____ SOURCE INFORMATION

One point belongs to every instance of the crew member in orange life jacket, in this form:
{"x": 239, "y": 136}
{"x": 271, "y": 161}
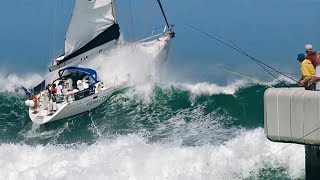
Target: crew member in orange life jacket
{"x": 316, "y": 78}
{"x": 311, "y": 54}
{"x": 54, "y": 89}
{"x": 307, "y": 71}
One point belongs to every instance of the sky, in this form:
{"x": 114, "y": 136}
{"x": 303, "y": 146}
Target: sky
{"x": 274, "y": 31}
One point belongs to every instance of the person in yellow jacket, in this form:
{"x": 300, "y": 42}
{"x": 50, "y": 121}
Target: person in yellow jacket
{"x": 307, "y": 70}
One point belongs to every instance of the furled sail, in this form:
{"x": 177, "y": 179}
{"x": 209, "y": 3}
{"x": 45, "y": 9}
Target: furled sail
{"x": 93, "y": 24}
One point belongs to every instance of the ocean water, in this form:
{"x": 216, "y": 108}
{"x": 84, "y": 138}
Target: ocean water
{"x": 155, "y": 127}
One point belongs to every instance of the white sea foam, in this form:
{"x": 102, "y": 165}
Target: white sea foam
{"x": 131, "y": 157}
{"x": 11, "y": 82}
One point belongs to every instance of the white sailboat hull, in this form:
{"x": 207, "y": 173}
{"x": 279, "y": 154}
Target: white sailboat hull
{"x": 65, "y": 110}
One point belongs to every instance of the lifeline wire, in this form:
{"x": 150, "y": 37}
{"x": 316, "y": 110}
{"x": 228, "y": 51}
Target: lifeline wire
{"x": 244, "y": 53}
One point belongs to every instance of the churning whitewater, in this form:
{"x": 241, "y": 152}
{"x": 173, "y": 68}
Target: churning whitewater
{"x": 156, "y": 127}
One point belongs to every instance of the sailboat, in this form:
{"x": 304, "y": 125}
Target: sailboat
{"x": 93, "y": 29}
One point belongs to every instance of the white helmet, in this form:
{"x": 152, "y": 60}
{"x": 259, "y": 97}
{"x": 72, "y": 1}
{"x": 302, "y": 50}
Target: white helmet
{"x": 308, "y": 47}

________

--- ACTIVITY ---
Without the pictures, extract every entry verbatim.

--- TASK OUTPUT ---
One point belongs to every instance of the crew member in orange life jacket, in this form:
{"x": 239, "y": 136}
{"x": 271, "y": 161}
Target: crew member in orange life jacket
{"x": 316, "y": 78}
{"x": 311, "y": 54}
{"x": 54, "y": 89}
{"x": 307, "y": 71}
One point belongs to every instance of the sky, in this form:
{"x": 114, "y": 136}
{"x": 303, "y": 146}
Target: sky
{"x": 274, "y": 31}
One point belongs to every instance of the person in yellow jacket, in this form:
{"x": 300, "y": 42}
{"x": 50, "y": 121}
Target: person in yellow jacket
{"x": 307, "y": 70}
One point belongs to every instance of the furled sail, in this form:
{"x": 177, "y": 179}
{"x": 209, "y": 3}
{"x": 45, "y": 9}
Target: furled sail
{"x": 93, "y": 24}
One point belongs to every instance of the ocean water, in this form:
{"x": 216, "y": 108}
{"x": 84, "y": 138}
Target: ocean water
{"x": 155, "y": 127}
One point belongs to every instance of the white sea foam, in this form:
{"x": 102, "y": 165}
Target: white sea foam
{"x": 131, "y": 157}
{"x": 11, "y": 82}
One point belongs to every instance of the white sailboat hull, in this form:
{"x": 207, "y": 173}
{"x": 279, "y": 154}
Target: white sailboat hull
{"x": 65, "y": 110}
One point belongs to every instance of the lifeline wire, in this form:
{"x": 150, "y": 37}
{"x": 316, "y": 110}
{"x": 228, "y": 51}
Target: lifeline wire
{"x": 244, "y": 53}
One point belongs to every instance of the churning whitewater, in this form:
{"x": 241, "y": 152}
{"x": 173, "y": 68}
Target: churning whitewater
{"x": 156, "y": 127}
One point belongs to every instance of the sailboat, in this form:
{"x": 304, "y": 125}
Target: sailboat
{"x": 93, "y": 29}
One point belongs to every instance of the white helmet, in this form:
{"x": 152, "y": 60}
{"x": 259, "y": 97}
{"x": 72, "y": 1}
{"x": 302, "y": 50}
Target: white helmet
{"x": 308, "y": 47}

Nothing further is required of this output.